**WHAT TO DO**.
Everything in the listing below must be set down again exactly, apart from the pictures.

**ENTRIES SHOWN**.
::::

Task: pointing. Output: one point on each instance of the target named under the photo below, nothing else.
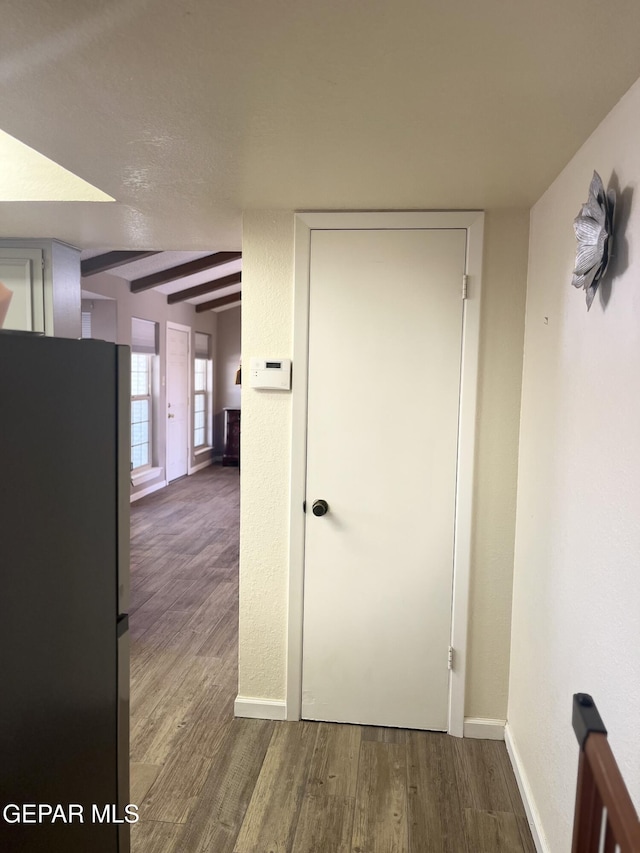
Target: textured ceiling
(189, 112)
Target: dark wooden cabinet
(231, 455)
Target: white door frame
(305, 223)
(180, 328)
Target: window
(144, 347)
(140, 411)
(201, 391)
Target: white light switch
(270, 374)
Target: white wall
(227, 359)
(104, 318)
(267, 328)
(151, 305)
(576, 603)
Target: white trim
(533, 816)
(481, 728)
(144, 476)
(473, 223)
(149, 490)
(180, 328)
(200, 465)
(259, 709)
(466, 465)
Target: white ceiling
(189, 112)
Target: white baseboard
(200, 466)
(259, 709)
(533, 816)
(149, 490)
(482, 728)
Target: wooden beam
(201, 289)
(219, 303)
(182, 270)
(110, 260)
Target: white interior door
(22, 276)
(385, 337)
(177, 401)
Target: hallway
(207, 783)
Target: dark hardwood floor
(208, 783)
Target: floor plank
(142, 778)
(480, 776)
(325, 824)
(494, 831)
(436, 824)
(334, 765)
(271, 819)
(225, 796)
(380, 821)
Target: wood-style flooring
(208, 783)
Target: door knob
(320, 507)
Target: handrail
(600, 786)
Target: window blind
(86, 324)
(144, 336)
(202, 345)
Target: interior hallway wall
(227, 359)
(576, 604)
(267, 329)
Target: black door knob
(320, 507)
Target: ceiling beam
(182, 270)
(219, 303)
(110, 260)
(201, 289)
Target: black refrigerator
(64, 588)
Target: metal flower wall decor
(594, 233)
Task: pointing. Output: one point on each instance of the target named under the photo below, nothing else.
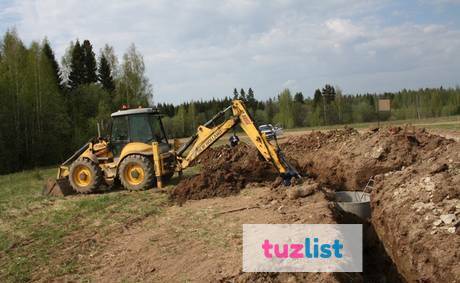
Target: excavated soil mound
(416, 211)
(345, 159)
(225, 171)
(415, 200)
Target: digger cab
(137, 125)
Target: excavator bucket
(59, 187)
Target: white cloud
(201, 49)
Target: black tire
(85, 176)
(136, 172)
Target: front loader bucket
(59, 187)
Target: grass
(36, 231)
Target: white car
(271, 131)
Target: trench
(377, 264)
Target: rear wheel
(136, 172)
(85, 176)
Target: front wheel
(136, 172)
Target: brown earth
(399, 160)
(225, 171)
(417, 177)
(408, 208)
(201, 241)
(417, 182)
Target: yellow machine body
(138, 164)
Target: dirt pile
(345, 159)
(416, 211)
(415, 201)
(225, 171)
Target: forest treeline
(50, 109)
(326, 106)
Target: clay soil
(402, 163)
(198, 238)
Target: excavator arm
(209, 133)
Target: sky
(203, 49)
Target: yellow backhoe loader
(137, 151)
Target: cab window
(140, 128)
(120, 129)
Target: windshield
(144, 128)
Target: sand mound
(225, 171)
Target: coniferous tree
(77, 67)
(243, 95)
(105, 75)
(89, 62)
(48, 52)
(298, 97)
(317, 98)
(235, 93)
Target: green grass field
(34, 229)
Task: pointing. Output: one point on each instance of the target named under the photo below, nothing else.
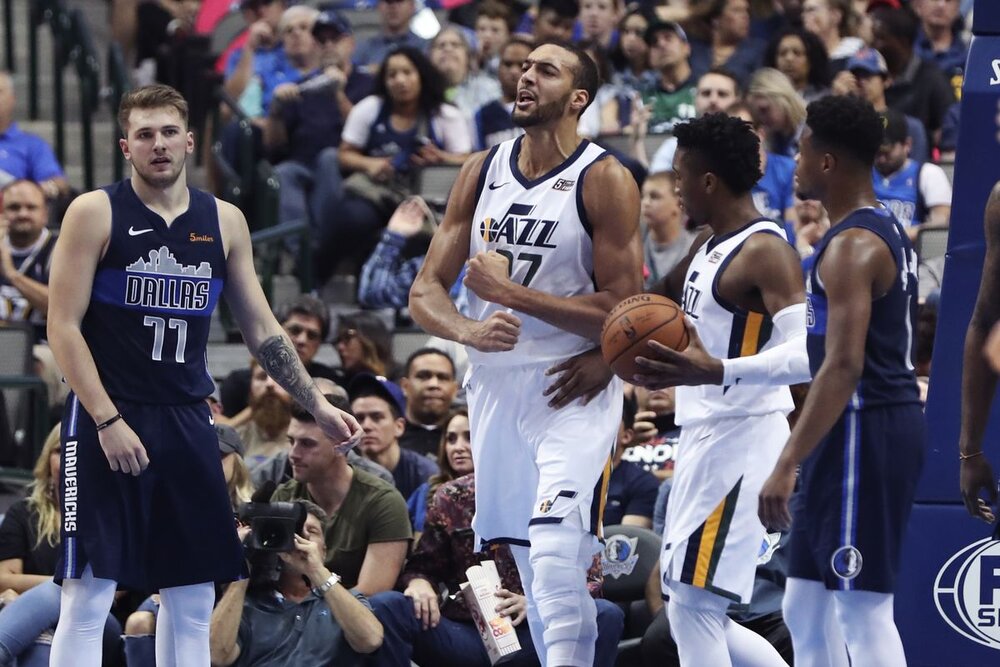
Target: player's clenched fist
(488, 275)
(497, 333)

::::

**OUTPUT FOR THIS EXERCISE**.
Task: pointing. Output: one point on each instance of the target named under the photo below, nothing else.
Target: textured ceiling
(189, 112)
Target: dark wooden cabinet
(231, 455)
Target: white door frame
(305, 223)
(180, 328)
Target: window
(144, 347)
(140, 411)
(201, 391)
Target: white light switch
(270, 374)
Target: white wall
(227, 359)
(104, 318)
(267, 328)
(151, 305)
(576, 603)
Target: white trim
(533, 816)
(481, 728)
(144, 476)
(473, 223)
(149, 490)
(180, 328)
(200, 465)
(259, 709)
(466, 465)
Target: white ceiling
(189, 112)
Target: white baseboard
(200, 466)
(259, 709)
(533, 816)
(149, 490)
(482, 728)
Target: wooden beam
(201, 289)
(219, 303)
(182, 270)
(110, 260)
Target: white interior door
(22, 276)
(385, 337)
(177, 401)
Target: hallway
(207, 783)
Target: dark hardwood floor
(208, 783)
Target: floor plank
(142, 778)
(480, 776)
(325, 824)
(494, 831)
(436, 824)
(334, 765)
(271, 819)
(225, 796)
(380, 821)
Target: wood-style flooring
(208, 783)
Target: door knob
(320, 507)
Target: handrail
(600, 786)
Target: window blind
(86, 324)
(144, 336)
(202, 345)
Target: interior hallway wall
(227, 359)
(576, 604)
(267, 329)
Target: black door knob
(320, 507)
Target: ceiling beam
(182, 270)
(219, 303)
(110, 260)
(201, 289)
Target: black refrigerator
(64, 588)
Target: metal flower wall decor
(594, 233)
Task: pointing. Output: one point on each instance of the target named under the photo below, nothing else.
Target: excavated soil mound
(416, 211)
(345, 159)
(225, 171)
(415, 200)
Target: digger cab
(137, 125)
Target: excavator bucket
(59, 187)
Target: white cloud
(201, 49)
Target: black tire
(85, 176)
(136, 172)
Target: front loader bucket
(59, 187)
Target: grass
(36, 231)
Target: white car
(271, 131)
Target: trench
(377, 264)
Target: rear wheel
(136, 172)
(85, 176)
Target: front wheel
(136, 172)
Target: brown earth
(399, 160)
(225, 171)
(417, 177)
(408, 208)
(201, 241)
(417, 182)
Target: yellow machine body
(138, 164)
Target: dirt pile
(345, 159)
(416, 211)
(415, 201)
(225, 171)
Target: forest treeline
(50, 109)
(326, 106)
Target: clay soil
(402, 163)
(198, 238)
Target: excavator arm
(209, 133)
Target: sky
(203, 49)
Target: yellow backhoe loader
(137, 151)
Target: cab window
(140, 128)
(120, 129)
Target: windshield
(144, 128)
Target: sand mound
(225, 171)
Target: coniferous tree
(77, 67)
(243, 95)
(105, 75)
(89, 62)
(48, 52)
(298, 97)
(317, 98)
(235, 93)
Target: green grass field
(34, 229)
Task: pointing. Output: one point on each instance of the target named under the photo below, nothing else.
Target: player's clenched fist
(488, 275)
(497, 333)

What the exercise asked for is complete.